Count the lines of data below that contain the string "shirt", matching case, and reply with only that number.

— START Data records —

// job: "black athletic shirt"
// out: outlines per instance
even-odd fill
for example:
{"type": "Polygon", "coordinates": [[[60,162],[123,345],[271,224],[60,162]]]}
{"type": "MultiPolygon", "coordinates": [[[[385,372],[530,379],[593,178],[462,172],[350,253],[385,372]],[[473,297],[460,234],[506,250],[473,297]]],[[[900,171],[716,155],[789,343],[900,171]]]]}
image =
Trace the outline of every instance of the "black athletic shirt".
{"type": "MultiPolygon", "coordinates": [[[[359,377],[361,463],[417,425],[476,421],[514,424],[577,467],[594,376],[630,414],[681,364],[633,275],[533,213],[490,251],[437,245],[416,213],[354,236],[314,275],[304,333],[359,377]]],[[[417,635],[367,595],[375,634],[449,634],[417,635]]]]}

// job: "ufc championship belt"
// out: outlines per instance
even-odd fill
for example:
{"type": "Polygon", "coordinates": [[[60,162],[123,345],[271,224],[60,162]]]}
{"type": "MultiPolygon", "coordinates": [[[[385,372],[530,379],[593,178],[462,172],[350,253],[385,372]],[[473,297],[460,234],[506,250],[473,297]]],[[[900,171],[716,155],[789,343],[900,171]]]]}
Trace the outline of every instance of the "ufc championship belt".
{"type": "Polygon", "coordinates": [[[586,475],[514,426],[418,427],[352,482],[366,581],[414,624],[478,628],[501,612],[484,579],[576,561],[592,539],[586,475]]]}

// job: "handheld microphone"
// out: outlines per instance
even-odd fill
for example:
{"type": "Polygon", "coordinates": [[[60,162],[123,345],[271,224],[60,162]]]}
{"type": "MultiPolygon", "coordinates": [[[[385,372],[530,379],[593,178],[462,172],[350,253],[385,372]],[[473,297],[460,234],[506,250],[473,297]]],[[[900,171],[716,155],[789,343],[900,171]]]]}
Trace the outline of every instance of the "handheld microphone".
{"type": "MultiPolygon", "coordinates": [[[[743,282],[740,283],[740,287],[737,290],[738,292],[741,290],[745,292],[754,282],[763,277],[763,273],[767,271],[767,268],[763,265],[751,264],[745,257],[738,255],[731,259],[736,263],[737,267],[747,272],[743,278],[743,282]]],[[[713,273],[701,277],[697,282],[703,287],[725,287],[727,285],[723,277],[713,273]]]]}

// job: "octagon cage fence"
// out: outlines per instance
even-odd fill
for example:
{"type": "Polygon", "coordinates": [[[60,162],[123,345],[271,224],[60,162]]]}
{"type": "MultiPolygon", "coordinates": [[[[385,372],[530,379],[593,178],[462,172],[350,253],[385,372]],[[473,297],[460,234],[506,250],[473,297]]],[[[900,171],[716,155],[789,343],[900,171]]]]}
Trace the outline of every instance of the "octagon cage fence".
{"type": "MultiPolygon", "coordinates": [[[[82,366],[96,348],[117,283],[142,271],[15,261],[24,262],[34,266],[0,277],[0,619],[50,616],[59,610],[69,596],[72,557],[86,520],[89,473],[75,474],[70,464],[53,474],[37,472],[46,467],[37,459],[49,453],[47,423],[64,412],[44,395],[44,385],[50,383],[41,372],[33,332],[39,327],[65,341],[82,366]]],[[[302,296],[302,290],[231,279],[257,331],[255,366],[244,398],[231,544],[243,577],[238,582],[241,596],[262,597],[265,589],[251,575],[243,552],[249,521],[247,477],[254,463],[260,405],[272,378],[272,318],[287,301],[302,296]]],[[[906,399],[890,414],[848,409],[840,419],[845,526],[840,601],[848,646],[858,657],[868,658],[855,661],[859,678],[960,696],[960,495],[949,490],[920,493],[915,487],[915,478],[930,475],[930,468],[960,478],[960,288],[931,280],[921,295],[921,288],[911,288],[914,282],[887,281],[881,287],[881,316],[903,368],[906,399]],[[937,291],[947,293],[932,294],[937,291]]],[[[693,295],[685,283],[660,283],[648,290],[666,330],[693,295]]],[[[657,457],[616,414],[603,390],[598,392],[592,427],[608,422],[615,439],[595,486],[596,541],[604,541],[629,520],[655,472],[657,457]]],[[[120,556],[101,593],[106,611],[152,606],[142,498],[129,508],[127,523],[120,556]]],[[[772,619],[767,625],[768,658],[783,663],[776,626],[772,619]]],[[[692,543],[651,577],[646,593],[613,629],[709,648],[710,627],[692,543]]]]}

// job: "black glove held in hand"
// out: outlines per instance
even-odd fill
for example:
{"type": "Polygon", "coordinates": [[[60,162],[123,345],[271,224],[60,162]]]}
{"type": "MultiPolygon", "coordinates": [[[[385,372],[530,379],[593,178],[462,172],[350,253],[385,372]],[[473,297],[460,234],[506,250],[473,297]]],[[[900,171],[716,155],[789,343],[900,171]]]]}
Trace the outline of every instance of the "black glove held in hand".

— END Data records —

* **Result**
2